Required task: Copy each of the following lines word for word, with nothing changed.

(Location identification rows)
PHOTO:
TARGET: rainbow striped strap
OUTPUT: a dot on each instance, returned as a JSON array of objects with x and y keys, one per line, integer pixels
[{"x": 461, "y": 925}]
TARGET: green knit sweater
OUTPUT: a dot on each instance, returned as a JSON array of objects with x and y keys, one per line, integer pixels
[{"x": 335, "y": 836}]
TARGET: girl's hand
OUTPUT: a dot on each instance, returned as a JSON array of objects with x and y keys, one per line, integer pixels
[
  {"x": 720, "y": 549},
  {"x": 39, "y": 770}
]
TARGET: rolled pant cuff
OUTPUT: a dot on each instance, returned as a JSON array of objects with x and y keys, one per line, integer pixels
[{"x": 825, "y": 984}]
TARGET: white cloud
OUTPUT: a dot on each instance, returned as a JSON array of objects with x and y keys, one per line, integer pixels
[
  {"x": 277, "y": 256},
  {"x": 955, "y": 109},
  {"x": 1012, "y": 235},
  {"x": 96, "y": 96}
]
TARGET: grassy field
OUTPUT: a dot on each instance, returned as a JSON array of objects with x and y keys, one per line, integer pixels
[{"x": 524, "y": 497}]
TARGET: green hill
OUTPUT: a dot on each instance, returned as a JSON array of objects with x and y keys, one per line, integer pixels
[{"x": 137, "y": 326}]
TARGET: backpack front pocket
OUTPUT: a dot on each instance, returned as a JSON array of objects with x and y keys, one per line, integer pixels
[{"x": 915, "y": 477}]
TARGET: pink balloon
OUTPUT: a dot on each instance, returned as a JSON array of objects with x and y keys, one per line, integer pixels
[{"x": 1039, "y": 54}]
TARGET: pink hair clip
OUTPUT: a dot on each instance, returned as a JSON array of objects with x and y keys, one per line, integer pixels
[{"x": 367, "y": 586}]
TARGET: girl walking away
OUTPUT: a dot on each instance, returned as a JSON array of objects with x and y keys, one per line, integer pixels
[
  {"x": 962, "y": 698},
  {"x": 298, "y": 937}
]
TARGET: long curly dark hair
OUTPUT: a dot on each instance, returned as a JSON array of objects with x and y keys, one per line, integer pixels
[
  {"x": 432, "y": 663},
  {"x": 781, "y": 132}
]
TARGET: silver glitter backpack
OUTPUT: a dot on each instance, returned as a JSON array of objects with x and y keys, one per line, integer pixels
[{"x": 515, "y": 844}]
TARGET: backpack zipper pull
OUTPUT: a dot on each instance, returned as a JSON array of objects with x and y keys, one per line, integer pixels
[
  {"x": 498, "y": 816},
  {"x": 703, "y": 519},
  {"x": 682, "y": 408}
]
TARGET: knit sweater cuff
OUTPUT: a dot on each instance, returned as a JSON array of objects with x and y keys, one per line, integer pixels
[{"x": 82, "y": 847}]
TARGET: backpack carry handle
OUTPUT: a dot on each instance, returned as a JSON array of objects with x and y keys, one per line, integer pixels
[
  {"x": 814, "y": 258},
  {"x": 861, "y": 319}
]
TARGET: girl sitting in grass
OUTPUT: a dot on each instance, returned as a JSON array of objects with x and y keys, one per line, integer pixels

Solution below:
PHOTO:
TARGET: rainbow striped strap
OUTPUT: a dot on each instance, returned as a JSON array of objects with x and y keys, one per line, integer pixels
[{"x": 461, "y": 925}]
TARGET: green knit sweater
OUTPUT: a dot on each instance, returned as a JSON array of objects with x and y keys, one per line, integer pixels
[{"x": 335, "y": 836}]
TARGET: girl's hand
OUTPUT: a dot on each instance, returned as a JSON array of objects with x and y keys, one per line, integer pixels
[
  {"x": 720, "y": 549},
  {"x": 39, "y": 770}
]
TARGET: rolled pant cuff
OUTPUT: a dot on each instance, returned as a JSON array of objects with x and y keys, one per line, integer pixels
[{"x": 825, "y": 984}]
TARGET: white cloud
OUTPUT: a dot on each instance, returned as a JSON array of objects with x and y keys, one per line, integer pixels
[
  {"x": 277, "y": 256},
  {"x": 955, "y": 109},
  {"x": 1012, "y": 235},
  {"x": 96, "y": 96}
]
TARGET: grassy field
OUTPUT: a dot on each instance, returned as a JSON array of objects with x and y keys, one per line, integer pixels
[{"x": 524, "y": 497}]
TARGET: green hill
OUTPUT: a dot on each instance, returned as a JSON array of objects with x and y keys, one per line, integer pixels
[{"x": 137, "y": 326}]
TARGET: backpack front pocket
OUTPUT: a dot on each instance, returned as a JSON array of objects with x and y keys, one per line, integer pixels
[{"x": 915, "y": 477}]
TARGET: pink balloon
OUTPUT: a dot on each instance, returned as a JSON array of objects with x and y keys, one per line, integer pixels
[{"x": 1039, "y": 54}]
TARGET: pink hair clip
OUTPUT: a dot on each instance, returned as a JSON array of objects with x and y keys, one per line, integer pixels
[{"x": 367, "y": 586}]
TARGET: girl walking away
OUTPUT: a dot on each instance, returned as a JSON array of objects with x and y keys, one per line, integer pixels
[
  {"x": 962, "y": 698},
  {"x": 298, "y": 937}
]
TARGET: long curly dark hair
OUTPUT: a dot on each instance, returned as a JSON array of objects with x and y keys, one per line, integer pixels
[
  {"x": 432, "y": 663},
  {"x": 781, "y": 132}
]
TARGET: silver glitter backpack
OUTPUT: a dot on each instance, returned as a JSON array of objects with x and y keys, one per line, integer pixels
[{"x": 515, "y": 844}]
TARGET: backpack zipper pull
OUTPUT: a dot on each instance, returned as a JSON array of objects with x and y keys, one per line, integer pixels
[
  {"x": 498, "y": 816},
  {"x": 703, "y": 519},
  {"x": 682, "y": 408}
]
TARGET: knit sweater cuff
OUTPUT: a dot on each instance, returned as a JSON array of objects with x and y keys, one per line, integer pixels
[{"x": 82, "y": 847}]
TARGET: backpack carry handle
OUTPUT: a dot on each instance, returned as a JSON array of objects with x and y keys, one per line, integer pixels
[
  {"x": 814, "y": 258},
  {"x": 861, "y": 319}
]
TARGET: girl sitting in grass
OUTPUT: a dot on each instance, returned as a JSON array of objects with x and y keys, one per line, integer pixels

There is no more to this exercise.